start SELECTED EXTRACT

I’ve been avoiding Burial Rites. I’m not sure entirely why,
but I avoided the chance to buy it cheaply and of all the Bailey’s Prize listed
novels it’s been the one that least interested me. Perhaps it is because it has
been touted as a ‘crime’ novel (which it is) and perhaps it is because of the
cover which has those awful ‘Gripping’
says Kate Mosse (another writer I’ve avoided, probably quite unfairly. Now on
the list, along with Tracy Chevalier who I’ve similarly avoided. Bad me.
Reforming, reading more openly), A
must-read’ says Grazia magazine (avoided, not unfairly I think). It’s a
cover that smacks of desperation. ‘Please
read me’ it says. I walk the other way.
Anyway, when I was picking up some books I really wanted to
read from the library I saw Burial Rites sitting on the ‘new books’ shelf,
untouched, and thought ‘oh go on then’
and I did, and this whole blog is a lesson to myself to never, ever judge a
book by its cover and never judge a writer before you read them.
Burial Rites is based on a true story, the story of Agnes
Magnúsdóttir the last woman to be executed in Iceland. Agnes is accused of the
murder of two men, Natan Ketilsson a farmer and herbalist and Péter Jónsson a
visitor. Her accomplices are Fredrik Sigurdsson the son of a local farmer and Sigrídur
Gudmundsdóttir a fellow workmaid. The men were violently killed and then the
farm set on fire to disguise the crime. The novel draws on real letters from
the time, though much of Agnes’s life, and in particular her final days, are
fictionalised.
Before her execution, Agnes was sent to live with a District
Officer, Jón Jónsson and his family on their farm. The story picks up from the
time that Agnes is transferred to the farm. The District Officer’s wife Margrét and her
two daughters Lauga and Steina are unhappy with the idea of a murderess living
at their home, as are their neighbours. A priest is assigned at Agnes’s
request, an Assistant Reverend Thorvardur Jónsson who is mystified to find that
Agnes had requested him personally. These key characters descend upon Kornsá
where Jón Jónsson’s farm is situated.
Not surprisingly the story begins quite coldly. Agnes is
tolerated but unwanted, and she fits quietly into the role of servant, saying
little and offering nothing more than labour. Yet Kent reveals the burning
heart that lies beneath the quiet, compliant exterior. Agnes’s back story is
revealed though her own, quiet remembrances and the gradual opening up to the
inexperienced Reverend Thorvardur Jónsson, Toti. Through Agnes’s story we learn
more about the terrible burden of poverty, at a time when orphans or abandoned
children, often the bastard children of landowners, were tossed on the mercy of
local charity. This often meant service work which for women often meant rape
or sexual servitude both to the master and the other servants. As Agnes’s story
develops, we discover that her failing, if any, was pursuing love in a place
and time when none was offered nor, it seems to some views, due.
As Agnes’s story develops, so we see the sympathies of those
around her turning. Slowly she stops being seen as the ‘murderess’ and becomes
Agnes. Yet she is still awaiting fulfilment of her sentence of death. As the
older and more learned of the two workmaids, perhaps also the less pretty, the
heavier weight of blame is laid at Agnes’s door. Whilst the District Officer,
Björn Blöndal, seeks leniency for the young and guileless Sigrid, Agnes is to
serve her sentence as an example to others. It is, as Agnes notes ruefully,
because she is too knowing that she must suffer. An intelligent, educated
servant woman is something to be suspected and feared.

end SELECTED EXTRACT
start PROVIDED MATERIAL

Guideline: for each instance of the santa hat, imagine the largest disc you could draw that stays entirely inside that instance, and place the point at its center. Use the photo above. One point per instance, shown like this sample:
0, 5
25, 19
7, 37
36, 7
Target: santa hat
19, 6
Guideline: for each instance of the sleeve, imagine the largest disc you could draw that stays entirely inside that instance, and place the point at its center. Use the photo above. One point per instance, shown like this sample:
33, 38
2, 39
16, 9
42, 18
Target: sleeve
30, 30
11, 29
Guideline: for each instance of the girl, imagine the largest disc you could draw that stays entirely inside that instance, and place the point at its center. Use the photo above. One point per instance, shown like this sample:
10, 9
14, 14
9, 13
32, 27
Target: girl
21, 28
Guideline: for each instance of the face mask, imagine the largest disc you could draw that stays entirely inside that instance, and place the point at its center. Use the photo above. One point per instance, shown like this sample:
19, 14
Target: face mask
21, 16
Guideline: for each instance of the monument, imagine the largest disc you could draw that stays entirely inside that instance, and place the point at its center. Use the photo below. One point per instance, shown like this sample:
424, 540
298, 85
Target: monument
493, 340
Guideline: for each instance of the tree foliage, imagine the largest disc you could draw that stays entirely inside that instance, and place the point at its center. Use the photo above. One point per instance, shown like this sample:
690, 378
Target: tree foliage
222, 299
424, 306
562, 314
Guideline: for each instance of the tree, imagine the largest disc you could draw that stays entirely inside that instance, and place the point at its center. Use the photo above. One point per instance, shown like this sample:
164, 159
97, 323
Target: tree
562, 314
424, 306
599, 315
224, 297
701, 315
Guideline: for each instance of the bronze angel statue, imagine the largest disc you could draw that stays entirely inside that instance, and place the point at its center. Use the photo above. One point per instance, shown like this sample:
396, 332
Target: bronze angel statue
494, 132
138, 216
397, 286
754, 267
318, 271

end PROVIDED MATERIAL

# STATED TASK 1
Copy the part of the Burial Rites review from "Reforming, reading more" to "you read them.".
# STATED TASK 2
According to the Burial Rites review, where is Jón Jónsson's farm situated?

# TASK RESULT 1
Reforming, reading more openly), A
must-read’ says Grazia magazine (avoided, not unfairly I think). It’s a
cover that smacks of desperation. ‘Please
read me’ it says. I walk the other way.
Anyway, when I was picking up some books I really wanted to
read from the library I saw Burial Rites sitting on the ‘new books’ shelf,
untouched, and thought ‘oh go on then’
and I did, and this whole blog is a lesson to myself to never, ever judge a
book by its cover and never judge a writer before you read them.

# TASK RESULT 2
It is situated at Kornsá.